| Problem to work on |
Swap each occurrence of "photograph" in the lines below for "image", then reproduce all of the lines with nothing else altered.

| Data |
--------------------

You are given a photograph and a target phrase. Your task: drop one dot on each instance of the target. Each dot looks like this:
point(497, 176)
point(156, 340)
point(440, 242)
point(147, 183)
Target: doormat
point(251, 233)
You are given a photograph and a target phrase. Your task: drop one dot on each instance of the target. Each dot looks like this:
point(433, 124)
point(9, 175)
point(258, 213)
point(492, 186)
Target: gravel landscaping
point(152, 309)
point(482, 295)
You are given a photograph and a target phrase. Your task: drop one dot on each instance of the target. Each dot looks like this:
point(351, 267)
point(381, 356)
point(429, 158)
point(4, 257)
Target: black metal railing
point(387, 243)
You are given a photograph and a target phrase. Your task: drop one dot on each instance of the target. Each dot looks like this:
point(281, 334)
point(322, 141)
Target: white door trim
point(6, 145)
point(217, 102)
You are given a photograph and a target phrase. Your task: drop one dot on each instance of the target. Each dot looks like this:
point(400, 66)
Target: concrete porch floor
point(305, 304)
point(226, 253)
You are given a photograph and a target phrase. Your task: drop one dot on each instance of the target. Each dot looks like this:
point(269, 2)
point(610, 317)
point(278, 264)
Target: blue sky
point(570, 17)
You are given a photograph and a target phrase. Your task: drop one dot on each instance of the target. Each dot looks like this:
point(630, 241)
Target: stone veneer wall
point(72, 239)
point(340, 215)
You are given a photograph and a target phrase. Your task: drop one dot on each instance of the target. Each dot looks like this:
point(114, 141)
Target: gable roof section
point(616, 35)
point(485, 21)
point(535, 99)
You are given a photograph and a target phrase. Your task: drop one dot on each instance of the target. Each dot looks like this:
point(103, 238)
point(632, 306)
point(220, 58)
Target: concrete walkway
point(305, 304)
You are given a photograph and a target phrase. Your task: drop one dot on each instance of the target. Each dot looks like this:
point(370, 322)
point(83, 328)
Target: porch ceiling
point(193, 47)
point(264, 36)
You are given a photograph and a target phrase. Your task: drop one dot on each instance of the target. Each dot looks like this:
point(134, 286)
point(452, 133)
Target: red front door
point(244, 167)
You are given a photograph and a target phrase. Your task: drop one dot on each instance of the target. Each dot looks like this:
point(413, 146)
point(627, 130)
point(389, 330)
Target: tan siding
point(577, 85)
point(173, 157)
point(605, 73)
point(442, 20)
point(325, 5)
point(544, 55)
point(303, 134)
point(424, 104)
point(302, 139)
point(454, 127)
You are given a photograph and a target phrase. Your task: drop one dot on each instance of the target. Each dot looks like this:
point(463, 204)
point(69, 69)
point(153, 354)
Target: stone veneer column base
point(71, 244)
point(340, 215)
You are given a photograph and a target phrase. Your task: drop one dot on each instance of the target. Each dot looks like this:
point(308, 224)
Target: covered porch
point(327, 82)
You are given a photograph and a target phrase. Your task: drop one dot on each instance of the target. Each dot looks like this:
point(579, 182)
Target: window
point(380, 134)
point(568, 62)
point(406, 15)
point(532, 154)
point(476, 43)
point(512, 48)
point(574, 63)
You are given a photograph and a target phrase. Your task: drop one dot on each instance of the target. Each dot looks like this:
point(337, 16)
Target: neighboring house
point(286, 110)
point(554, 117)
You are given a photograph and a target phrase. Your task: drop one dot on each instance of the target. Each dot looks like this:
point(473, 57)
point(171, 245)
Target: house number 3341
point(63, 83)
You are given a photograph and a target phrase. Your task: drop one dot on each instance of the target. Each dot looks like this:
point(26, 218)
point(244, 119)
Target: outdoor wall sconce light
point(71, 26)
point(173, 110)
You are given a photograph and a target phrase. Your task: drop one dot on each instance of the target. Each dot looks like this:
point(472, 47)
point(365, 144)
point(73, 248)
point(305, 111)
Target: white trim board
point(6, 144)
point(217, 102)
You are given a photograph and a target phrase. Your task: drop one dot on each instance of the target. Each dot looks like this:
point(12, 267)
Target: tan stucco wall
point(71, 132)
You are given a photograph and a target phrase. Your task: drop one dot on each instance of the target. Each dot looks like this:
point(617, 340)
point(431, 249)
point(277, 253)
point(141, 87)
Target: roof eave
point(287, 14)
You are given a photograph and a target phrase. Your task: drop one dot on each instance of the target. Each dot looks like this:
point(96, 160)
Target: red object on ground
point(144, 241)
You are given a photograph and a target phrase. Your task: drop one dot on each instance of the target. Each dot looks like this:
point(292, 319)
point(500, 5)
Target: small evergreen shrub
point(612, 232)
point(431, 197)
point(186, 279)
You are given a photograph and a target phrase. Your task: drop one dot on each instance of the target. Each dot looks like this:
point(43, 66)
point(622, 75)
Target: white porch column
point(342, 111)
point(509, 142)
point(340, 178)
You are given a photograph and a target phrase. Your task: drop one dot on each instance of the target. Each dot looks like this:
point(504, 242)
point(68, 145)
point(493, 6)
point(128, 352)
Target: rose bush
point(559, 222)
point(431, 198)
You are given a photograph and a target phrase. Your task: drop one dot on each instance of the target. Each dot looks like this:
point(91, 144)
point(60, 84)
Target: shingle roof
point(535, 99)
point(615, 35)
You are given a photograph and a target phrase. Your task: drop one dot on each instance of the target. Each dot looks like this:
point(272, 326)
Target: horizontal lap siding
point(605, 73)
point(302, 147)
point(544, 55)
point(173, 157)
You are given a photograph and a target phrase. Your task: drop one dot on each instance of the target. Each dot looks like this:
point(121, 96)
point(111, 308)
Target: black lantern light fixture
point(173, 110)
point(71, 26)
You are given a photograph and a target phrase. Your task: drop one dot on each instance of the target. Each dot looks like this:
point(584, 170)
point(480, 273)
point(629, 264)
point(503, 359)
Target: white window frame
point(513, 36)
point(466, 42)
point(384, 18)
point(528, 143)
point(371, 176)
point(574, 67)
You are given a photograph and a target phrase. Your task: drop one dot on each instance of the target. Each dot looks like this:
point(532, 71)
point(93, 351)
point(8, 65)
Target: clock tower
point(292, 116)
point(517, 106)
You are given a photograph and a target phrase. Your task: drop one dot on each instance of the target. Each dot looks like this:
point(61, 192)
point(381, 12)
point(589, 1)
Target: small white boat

--------------------

| Final answer |
You are given a image and a target phrase. Your task: drop one dot on each instance of the target. Each dot looks like this:
point(497, 176)
point(156, 340)
point(440, 242)
point(147, 183)
Target: doormat
point(251, 233)
You are given a image and a target phrase. Your task: drop one dot on each instance of the target. Each dot looks like this:
point(433, 124)
point(9, 175)
point(258, 213)
point(492, 186)
Target: gravel landscaping
point(152, 309)
point(482, 295)
You are given a image and a target phrase. Your task: drop one dot on each instance of the target. Each dot looks like this:
point(351, 267)
point(381, 356)
point(429, 158)
point(4, 257)
Target: black metal railing
point(387, 243)
You are given a image and a target phrase. Your task: drop one dot on each instance of the target. Each dot looks like this:
point(281, 334)
point(322, 141)
Target: white door trim
point(6, 145)
point(217, 102)
You are given a image and a target phrase. Your task: drop one dot on each instance of the target. Each dot looks like this:
point(400, 66)
Target: concrete porch floor
point(305, 304)
point(226, 253)
You are given a image and a target phrase. Your task: drop one dot on each instance of the target. Each dot looks like this:
point(269, 2)
point(610, 317)
point(278, 264)
Target: blue sky
point(570, 17)
You are given a image and a target phrase. Your task: drop one dot on each instance of the target. Each dot looks like this:
point(630, 241)
Target: stone veneer wall
point(72, 239)
point(340, 215)
You are given a image and a target phrase. Your task: drop one dot on each instance of the target. Each dot looks like this:
point(114, 141)
Target: gable roof section
point(616, 35)
point(485, 21)
point(535, 99)
You are given a image and a target phrase. Your task: drop one dot on each instance of the target. Each dot looks like this:
point(103, 238)
point(632, 306)
point(220, 58)
Target: concrete walkway
point(305, 304)
You are given a image and a target phrase. Your task: drop one dot on each instance of the target. Each dot looks like this:
point(370, 322)
point(83, 328)
Target: porch ceiling
point(193, 47)
point(264, 36)
You are given a image and a target phrase. Your task: drop one dot on each instance of the target. Each dot looks like this:
point(134, 286)
point(452, 133)
Target: red front door
point(244, 167)
You are given a image and a target phrase. Your task: drop one dot on each instance of the target. Each dot looks like this:
point(413, 146)
point(627, 130)
point(389, 330)
Target: tan siding
point(577, 85)
point(173, 157)
point(605, 73)
point(442, 20)
point(325, 5)
point(544, 55)
point(303, 134)
point(424, 104)
point(302, 139)
point(454, 127)
You are given a image and a target phrase. Your task: drop one dot on each instance of the target. Each dot looks like this:
point(463, 204)
point(69, 69)
point(153, 354)
Target: stone veneer column base
point(71, 244)
point(340, 215)
You are given a image and a target phrase. Your task: drop one dot on each instance of the target. Each dot looks like this:
point(308, 224)
Target: covered porch
point(327, 82)
You are given a image and a target phrase. Your task: drop one dot on each instance of the target. Each dot looks like this:
point(579, 182)
Target: window
point(380, 134)
point(568, 62)
point(406, 15)
point(532, 154)
point(476, 43)
point(512, 48)
point(574, 63)
You are given a image and a target phrase. Your task: drop one dot on each instance of the target. Each dot looks like this:
point(337, 16)
Target: neighboring house
point(286, 110)
point(554, 117)
You are given a image and a target phrase. Your task: drop one dot on each instance of the target. Each dot looks like this:
point(473, 57)
point(171, 245)
Target: house number 3341
point(63, 83)
You are given a image and a target phrase. Your task: drop one dot on each instance of the target. Each dot looks like this:
point(26, 218)
point(244, 119)
Target: outdoor wall sconce light
point(71, 26)
point(173, 110)
You are given a image and a target phrase. Your task: drop one dot on each instance of the target. Each dot looks like this:
point(472, 47)
point(365, 144)
point(73, 248)
point(305, 111)
Target: white trim board
point(6, 144)
point(217, 102)
You are given a image and a target phrase. Your task: drop one dot on each instance of the target. Each dot looks like this:
point(12, 267)
Target: tan stucco wall
point(71, 132)
You are given a image and a target phrase. Your task: drop one dot on each instance of the target. Each dot looks like this:
point(617, 340)
point(431, 249)
point(277, 253)
point(141, 87)
Target: roof eave
point(287, 14)
You are given a image and a target phrase. Your task: drop one dot on each instance of the target. Each dot looks like this:
point(96, 160)
Target: red object on ground
point(144, 241)
You are given a image and a target phrase. Your task: drop one dot on each instance of the target. Each dot looks like this:
point(292, 319)
point(500, 5)
Target: small evergreen shrub
point(612, 232)
point(431, 197)
point(186, 279)
You are given a image and a target phrase. Your task: drop one dot on each instance of the target. Each dot looks like this:
point(43, 66)
point(622, 75)
Target: white porch column
point(342, 111)
point(509, 142)
point(340, 178)
You are given a image and a target phrase. Your task: drop one dot on each instance of the target. Each dot looks like this:
point(504, 242)
point(68, 145)
point(493, 6)
point(128, 352)
Target: rose bush
point(559, 222)
point(431, 198)
You are given a image and a target phrase. Your task: drop one dot on each instance of the target. Each dot looks like this:
point(91, 144)
point(60, 84)
Target: shingle roof
point(535, 99)
point(615, 35)
You are given a image and a target phrase. Your task: drop one dot on each instance of the target. Each dot looks like this:
point(272, 326)
Target: horizontal lap siding
point(605, 73)
point(302, 147)
point(544, 55)
point(173, 157)
You are given a image and a target phrase. Your task: drop one dot on each instance of the target. Each dot looks like this:
point(121, 96)
point(111, 308)
Target: black lantern light fixture
point(173, 110)
point(71, 26)
You are given a image and a target phrase. Your task: drop one dot on each instance of the target. Each dot looks like this:
point(584, 170)
point(480, 273)
point(629, 264)
point(503, 359)
Target: white window frame
point(513, 36)
point(466, 42)
point(384, 18)
point(528, 143)
point(371, 176)
point(574, 67)
You are given a image and a target phrase. Your task: drop one dot on each instance of the target. Each dot looks like this:
point(532, 71)
point(93, 351)
point(8, 65)
Target: clock tower
point(292, 116)
point(517, 106)
You are given a image and a target phrase. Your task: drop one dot on each instance of the target. Each dot looks like this:
point(61, 192)
point(381, 12)
point(589, 1)
Target: small white boat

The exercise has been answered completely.